[START OF SUPPLIED DATA]

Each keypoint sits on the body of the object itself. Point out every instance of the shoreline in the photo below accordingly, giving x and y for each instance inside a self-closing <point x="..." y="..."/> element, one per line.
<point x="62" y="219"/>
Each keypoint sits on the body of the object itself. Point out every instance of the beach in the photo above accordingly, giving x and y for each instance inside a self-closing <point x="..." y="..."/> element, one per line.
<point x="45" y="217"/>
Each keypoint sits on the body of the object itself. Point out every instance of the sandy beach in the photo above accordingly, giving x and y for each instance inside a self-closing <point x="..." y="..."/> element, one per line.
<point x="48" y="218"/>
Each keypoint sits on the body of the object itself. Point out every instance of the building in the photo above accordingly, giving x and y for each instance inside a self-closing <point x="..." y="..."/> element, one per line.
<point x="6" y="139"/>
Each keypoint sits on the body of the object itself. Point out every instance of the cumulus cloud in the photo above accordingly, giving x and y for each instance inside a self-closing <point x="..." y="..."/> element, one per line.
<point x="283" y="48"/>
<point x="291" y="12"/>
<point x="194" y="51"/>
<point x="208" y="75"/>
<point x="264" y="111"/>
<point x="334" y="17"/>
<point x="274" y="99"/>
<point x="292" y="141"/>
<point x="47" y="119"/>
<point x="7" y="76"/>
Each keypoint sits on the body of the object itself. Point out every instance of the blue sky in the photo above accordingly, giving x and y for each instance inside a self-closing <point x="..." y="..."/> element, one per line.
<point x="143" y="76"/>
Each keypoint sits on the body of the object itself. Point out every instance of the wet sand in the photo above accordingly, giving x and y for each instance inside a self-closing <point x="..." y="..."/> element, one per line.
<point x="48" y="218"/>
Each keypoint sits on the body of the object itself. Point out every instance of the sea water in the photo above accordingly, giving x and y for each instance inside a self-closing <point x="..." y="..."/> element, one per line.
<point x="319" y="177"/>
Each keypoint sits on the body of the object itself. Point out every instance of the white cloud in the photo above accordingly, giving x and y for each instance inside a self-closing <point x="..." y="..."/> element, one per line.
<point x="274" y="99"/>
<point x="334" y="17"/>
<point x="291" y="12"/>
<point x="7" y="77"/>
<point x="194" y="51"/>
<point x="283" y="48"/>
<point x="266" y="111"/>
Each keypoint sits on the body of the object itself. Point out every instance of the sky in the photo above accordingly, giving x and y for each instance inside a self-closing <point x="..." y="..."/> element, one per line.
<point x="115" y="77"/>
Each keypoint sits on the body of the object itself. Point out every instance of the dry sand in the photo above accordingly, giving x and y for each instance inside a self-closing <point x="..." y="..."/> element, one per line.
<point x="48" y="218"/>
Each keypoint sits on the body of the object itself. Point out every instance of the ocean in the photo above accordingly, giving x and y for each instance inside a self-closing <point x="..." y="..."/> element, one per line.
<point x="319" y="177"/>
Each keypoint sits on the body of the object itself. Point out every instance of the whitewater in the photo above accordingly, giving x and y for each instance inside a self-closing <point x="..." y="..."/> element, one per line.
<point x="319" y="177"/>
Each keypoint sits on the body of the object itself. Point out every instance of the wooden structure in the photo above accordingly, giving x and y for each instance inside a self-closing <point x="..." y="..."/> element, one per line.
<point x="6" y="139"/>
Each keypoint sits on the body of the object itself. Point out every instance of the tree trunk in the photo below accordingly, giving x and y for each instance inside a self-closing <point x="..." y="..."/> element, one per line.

[END OF SUPPLIED DATA]
[START OF SUPPLIED DATA]

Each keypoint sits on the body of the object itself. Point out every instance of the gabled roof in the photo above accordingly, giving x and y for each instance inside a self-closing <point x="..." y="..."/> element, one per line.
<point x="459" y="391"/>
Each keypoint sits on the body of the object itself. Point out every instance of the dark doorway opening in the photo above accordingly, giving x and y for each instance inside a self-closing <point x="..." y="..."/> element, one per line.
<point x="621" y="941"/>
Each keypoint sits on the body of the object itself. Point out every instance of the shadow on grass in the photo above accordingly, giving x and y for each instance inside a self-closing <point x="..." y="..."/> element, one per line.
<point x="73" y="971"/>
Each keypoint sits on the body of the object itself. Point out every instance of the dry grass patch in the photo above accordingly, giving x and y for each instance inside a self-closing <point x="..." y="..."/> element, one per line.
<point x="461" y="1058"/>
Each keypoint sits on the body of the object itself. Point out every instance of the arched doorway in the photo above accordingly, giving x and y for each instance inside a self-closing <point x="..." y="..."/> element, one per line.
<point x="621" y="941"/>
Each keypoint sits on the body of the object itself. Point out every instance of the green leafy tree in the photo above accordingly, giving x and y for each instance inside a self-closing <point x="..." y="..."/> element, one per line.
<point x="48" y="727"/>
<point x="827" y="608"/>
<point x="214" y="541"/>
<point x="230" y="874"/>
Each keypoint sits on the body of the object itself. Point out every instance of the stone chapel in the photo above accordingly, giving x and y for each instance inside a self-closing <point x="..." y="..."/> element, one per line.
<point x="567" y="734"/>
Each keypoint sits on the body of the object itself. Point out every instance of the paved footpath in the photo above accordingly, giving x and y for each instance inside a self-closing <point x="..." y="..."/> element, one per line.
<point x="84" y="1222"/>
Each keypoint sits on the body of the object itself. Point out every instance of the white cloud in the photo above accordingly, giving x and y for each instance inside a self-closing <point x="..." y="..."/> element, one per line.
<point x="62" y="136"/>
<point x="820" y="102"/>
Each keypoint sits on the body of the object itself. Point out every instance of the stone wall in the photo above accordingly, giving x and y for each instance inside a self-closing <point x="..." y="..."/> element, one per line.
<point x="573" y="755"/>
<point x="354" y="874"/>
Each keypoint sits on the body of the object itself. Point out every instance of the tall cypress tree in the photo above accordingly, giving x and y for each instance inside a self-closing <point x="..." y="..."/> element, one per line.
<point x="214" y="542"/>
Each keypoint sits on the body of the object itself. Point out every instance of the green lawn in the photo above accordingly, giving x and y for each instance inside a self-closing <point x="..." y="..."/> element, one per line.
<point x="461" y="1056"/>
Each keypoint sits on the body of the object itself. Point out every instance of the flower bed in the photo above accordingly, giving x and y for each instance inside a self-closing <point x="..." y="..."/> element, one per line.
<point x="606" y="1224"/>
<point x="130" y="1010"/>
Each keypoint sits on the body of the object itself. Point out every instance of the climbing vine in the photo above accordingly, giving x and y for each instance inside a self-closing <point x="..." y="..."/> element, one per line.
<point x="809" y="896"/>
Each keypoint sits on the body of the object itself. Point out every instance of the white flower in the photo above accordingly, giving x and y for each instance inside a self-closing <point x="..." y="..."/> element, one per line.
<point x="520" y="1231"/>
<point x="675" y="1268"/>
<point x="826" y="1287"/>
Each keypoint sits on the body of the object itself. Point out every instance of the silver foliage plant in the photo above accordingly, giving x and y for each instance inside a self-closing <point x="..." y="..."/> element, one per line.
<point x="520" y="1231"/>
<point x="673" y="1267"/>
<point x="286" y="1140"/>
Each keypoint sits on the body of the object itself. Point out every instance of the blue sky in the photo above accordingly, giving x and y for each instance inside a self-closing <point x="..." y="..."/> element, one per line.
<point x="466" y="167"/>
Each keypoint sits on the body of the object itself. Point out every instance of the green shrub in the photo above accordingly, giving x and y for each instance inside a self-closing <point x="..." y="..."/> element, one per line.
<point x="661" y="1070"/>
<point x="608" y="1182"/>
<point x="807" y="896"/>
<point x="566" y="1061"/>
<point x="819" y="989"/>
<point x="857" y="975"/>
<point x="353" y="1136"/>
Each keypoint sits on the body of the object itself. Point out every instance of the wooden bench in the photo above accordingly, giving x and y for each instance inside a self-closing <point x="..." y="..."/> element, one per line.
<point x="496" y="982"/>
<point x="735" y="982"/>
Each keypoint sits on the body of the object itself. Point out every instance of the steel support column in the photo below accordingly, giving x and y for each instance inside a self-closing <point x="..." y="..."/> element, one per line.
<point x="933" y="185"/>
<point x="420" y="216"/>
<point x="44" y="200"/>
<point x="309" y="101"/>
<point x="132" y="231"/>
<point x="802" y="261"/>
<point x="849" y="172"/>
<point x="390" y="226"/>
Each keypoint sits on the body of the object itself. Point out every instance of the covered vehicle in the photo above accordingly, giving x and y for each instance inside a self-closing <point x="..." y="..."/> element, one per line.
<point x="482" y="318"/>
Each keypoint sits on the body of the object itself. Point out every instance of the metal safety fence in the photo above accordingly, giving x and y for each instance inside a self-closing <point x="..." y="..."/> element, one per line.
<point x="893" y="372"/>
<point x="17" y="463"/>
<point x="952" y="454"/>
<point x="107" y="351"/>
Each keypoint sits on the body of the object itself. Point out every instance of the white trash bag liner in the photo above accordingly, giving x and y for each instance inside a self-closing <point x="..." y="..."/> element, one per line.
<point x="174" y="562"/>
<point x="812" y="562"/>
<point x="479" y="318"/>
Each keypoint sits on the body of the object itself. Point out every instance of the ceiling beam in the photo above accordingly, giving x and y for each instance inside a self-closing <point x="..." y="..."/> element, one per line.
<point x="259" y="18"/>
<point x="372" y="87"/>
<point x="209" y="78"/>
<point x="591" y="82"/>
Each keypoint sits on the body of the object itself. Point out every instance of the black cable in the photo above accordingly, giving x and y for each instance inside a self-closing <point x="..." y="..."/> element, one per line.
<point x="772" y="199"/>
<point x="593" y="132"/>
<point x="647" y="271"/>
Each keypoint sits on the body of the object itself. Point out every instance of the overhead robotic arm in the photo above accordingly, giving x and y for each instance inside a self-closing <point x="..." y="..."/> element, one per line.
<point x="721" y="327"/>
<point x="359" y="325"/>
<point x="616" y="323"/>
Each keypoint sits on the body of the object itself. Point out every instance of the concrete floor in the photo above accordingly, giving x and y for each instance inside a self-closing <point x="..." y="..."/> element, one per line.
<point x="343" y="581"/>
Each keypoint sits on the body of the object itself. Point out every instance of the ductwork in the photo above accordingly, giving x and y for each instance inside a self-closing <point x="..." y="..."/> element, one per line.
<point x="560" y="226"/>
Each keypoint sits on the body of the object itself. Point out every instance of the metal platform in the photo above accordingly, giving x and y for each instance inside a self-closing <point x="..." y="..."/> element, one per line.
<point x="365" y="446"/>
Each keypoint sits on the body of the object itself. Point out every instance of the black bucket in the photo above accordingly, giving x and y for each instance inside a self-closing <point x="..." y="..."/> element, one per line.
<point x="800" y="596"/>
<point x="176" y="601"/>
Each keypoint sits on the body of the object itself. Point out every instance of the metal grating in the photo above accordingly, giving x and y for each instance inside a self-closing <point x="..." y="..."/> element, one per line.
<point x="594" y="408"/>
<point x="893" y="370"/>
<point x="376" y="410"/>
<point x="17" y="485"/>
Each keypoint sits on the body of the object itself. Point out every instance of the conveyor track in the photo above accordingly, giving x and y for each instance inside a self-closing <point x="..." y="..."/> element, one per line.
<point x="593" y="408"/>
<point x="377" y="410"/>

[END OF SUPPLIED DATA]
[START OF SUPPLIED DATA]

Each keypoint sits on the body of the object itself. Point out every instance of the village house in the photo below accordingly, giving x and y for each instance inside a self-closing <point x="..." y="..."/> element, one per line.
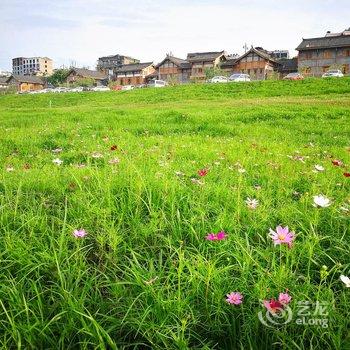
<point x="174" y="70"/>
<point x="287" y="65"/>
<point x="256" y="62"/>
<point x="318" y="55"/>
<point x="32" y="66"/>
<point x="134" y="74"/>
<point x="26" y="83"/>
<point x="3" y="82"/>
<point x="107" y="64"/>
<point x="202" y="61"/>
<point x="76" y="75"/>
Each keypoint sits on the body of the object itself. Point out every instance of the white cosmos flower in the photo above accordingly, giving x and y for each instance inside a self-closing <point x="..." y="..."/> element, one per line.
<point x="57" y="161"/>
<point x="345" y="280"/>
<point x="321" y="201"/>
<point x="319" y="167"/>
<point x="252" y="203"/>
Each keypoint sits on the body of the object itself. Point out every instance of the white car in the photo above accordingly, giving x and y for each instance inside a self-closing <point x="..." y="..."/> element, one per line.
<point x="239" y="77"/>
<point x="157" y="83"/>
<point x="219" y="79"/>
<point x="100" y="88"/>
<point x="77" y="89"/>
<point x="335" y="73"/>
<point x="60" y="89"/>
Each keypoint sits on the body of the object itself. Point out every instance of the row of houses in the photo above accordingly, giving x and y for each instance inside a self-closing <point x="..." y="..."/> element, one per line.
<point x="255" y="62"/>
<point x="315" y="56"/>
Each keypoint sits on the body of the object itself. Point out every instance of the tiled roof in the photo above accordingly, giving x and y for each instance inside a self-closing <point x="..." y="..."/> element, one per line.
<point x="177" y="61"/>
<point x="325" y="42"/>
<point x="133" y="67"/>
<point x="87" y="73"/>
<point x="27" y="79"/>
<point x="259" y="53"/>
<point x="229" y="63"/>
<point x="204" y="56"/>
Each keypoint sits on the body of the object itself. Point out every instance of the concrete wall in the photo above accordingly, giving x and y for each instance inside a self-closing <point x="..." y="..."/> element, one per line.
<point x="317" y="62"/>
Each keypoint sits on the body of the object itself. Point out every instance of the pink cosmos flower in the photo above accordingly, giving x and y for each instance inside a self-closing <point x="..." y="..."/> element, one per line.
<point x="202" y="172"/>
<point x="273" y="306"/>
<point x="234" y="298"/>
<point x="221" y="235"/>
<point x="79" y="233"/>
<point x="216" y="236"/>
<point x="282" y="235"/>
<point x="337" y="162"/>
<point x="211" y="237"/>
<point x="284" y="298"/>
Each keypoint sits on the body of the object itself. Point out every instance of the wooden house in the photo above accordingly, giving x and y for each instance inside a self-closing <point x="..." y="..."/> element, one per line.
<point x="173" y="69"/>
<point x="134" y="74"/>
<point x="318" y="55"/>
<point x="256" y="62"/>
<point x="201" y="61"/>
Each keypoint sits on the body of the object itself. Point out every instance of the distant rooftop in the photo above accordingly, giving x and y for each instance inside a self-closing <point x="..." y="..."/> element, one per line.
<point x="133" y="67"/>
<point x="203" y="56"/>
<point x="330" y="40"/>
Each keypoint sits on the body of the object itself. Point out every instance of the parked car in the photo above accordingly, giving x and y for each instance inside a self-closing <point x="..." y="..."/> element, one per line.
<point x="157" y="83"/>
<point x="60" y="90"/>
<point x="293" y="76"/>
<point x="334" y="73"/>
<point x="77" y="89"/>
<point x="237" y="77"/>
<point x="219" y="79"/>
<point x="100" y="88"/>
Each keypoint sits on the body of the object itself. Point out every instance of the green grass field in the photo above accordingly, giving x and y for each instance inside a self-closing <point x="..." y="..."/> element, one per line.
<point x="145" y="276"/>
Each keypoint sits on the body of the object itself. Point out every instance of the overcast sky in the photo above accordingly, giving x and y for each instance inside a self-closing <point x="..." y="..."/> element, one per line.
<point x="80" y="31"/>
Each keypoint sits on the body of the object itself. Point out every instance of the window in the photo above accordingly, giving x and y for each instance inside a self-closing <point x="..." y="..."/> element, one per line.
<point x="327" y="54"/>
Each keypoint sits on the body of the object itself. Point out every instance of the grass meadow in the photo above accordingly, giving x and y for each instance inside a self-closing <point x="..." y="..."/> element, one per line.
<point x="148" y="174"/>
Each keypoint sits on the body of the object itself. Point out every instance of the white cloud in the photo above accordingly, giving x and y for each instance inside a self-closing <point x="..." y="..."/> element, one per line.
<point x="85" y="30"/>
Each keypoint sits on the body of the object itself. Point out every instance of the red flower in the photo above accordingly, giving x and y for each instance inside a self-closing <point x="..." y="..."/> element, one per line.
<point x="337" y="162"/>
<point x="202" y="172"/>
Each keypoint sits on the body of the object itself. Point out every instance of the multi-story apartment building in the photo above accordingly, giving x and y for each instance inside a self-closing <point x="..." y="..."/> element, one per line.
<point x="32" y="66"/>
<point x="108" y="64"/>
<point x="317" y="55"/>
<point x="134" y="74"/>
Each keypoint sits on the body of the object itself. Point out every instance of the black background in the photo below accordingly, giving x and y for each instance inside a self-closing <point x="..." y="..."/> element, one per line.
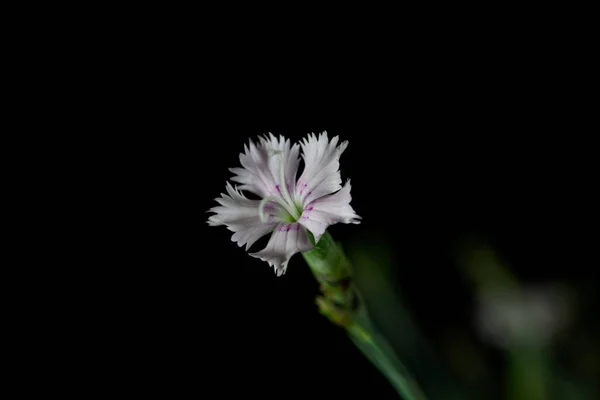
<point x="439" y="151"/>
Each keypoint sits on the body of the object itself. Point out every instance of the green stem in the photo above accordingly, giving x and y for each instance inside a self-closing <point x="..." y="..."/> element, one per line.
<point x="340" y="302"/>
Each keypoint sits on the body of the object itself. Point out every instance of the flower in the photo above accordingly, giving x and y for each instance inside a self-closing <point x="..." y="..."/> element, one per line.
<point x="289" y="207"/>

[END OF SUPPLIED DATA]

▸ WORK REQUIRED
Please list each line in the data above that contains the word "flower", copying every such line in full. Matching is case-sensitive.

▸ TASK SOLUTION
Each keypoint sits on the body of the object itself. Point out every instance of the flower bed in the photo above accordingly, giving x and y for each instance inside a self-closing <point x="..." y="..."/> element, one per line.
Each keypoint sits on the body of the object itself. Point out every instance of the white flower in the photo above accordingly, giving x and y for each instance inside a self-closing <point x="..." y="..."/> element, one per line.
Each keypoint sits on the body of the object itself. Point out every instance of the white cosmos flower in the photo above accordingly, giving x and y for each instance inside a self-closing <point x="..." y="..."/> element, one per line.
Each keypoint sits on the body of the object itself. Point out every instance of the pink cosmos flower in the photo above accordingly, giving x and y for each instance inside a self-closing <point x="..." y="..."/> element, one per line.
Each keypoint sits on the body of the object itself. Point out every instance of the red flower in the photo above accordingly, giving x and y for each instance inside a self-closing <point x="..." y="..."/> element, one per line.
Each keypoint sits on the body of the object itself. Point out every instance of the flower in the photo above accordingly, giving x and y for each instance inside a self-closing <point x="..." y="..."/> element, one per line.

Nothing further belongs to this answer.